● **WHAT YOU WILL DO**: Your response should contain each line of the data that includes "positive".

Segmentation mask data:
* * * * * * *
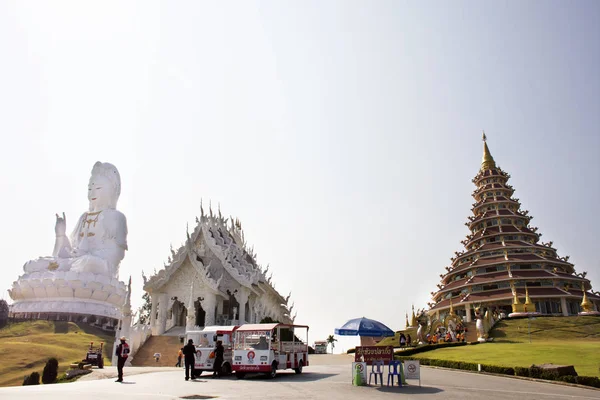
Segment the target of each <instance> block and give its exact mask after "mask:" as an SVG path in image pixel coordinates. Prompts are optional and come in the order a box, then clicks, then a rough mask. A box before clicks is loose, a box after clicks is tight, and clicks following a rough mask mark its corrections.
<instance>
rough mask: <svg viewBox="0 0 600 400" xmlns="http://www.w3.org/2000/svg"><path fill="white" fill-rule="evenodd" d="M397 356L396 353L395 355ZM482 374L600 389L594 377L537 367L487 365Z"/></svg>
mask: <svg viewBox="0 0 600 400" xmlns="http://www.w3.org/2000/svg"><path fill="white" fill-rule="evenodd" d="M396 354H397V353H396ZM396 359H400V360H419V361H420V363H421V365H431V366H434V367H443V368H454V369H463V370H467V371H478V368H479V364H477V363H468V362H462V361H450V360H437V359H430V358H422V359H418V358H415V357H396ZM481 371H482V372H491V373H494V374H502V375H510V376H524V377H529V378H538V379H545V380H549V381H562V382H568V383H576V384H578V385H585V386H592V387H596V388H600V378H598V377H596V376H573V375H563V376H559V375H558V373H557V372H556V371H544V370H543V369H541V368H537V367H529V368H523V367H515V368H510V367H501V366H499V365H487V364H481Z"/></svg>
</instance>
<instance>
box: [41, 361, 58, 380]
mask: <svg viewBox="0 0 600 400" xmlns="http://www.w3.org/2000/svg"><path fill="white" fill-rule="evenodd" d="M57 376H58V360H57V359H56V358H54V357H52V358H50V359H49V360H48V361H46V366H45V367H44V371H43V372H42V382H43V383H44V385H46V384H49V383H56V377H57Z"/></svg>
* * * * * * *
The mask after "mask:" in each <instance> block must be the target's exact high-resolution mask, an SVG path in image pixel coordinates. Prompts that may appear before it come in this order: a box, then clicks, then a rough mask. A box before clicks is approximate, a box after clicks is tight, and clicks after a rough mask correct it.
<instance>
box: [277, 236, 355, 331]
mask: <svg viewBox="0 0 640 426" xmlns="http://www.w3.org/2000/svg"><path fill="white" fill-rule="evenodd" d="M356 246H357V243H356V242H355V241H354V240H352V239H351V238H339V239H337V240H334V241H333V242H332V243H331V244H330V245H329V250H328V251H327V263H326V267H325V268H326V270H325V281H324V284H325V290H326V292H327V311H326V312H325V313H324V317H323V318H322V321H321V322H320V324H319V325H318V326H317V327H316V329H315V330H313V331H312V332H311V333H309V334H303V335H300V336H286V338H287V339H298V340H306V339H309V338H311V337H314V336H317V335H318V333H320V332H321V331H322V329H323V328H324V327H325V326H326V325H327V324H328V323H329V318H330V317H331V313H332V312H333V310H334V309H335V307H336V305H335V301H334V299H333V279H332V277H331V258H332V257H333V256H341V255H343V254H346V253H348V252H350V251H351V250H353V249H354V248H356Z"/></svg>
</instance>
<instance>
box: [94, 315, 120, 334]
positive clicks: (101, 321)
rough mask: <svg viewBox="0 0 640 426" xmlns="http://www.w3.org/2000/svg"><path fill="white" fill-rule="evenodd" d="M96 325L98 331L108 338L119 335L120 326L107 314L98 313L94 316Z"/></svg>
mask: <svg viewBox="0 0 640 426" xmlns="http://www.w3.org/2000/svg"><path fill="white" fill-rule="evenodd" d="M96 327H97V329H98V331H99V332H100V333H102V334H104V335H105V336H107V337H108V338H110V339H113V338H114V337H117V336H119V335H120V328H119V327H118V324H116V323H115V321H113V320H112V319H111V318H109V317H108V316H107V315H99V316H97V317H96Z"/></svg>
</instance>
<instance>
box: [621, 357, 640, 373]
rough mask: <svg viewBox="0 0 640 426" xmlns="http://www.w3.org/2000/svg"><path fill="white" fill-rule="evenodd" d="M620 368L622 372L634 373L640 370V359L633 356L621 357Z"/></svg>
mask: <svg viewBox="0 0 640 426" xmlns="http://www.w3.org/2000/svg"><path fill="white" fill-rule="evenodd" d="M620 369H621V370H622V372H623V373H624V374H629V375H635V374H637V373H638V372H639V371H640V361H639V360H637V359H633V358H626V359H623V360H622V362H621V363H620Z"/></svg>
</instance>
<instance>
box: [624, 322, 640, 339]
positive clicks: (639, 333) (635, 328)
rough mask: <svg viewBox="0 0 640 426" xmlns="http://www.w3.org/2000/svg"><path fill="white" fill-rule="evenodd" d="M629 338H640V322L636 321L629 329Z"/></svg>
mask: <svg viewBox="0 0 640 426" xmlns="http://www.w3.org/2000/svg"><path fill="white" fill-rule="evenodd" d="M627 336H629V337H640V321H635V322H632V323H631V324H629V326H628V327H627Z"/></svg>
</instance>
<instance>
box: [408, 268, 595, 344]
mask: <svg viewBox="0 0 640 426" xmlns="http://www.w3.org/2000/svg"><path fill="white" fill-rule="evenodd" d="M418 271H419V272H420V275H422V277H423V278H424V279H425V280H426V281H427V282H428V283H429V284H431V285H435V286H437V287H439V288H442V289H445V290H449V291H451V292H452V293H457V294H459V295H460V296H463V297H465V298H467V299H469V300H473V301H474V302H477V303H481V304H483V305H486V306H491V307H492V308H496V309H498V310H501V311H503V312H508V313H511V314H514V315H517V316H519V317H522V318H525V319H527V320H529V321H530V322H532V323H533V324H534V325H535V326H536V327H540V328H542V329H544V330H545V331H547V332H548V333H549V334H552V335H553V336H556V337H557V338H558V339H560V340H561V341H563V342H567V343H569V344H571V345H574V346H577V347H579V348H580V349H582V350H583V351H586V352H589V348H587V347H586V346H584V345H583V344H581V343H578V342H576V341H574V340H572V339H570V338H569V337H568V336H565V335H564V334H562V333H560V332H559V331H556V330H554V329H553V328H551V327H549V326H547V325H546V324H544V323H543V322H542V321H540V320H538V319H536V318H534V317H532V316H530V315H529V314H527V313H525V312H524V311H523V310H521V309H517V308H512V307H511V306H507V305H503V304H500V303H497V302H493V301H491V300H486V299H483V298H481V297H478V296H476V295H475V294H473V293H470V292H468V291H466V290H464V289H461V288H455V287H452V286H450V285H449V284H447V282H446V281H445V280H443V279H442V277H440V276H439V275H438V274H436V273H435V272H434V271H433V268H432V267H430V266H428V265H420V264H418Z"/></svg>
* * * * * * *
● **SOLUTION**:
positive clicks: (101, 321)
positive clicks: (639, 333) (635, 328)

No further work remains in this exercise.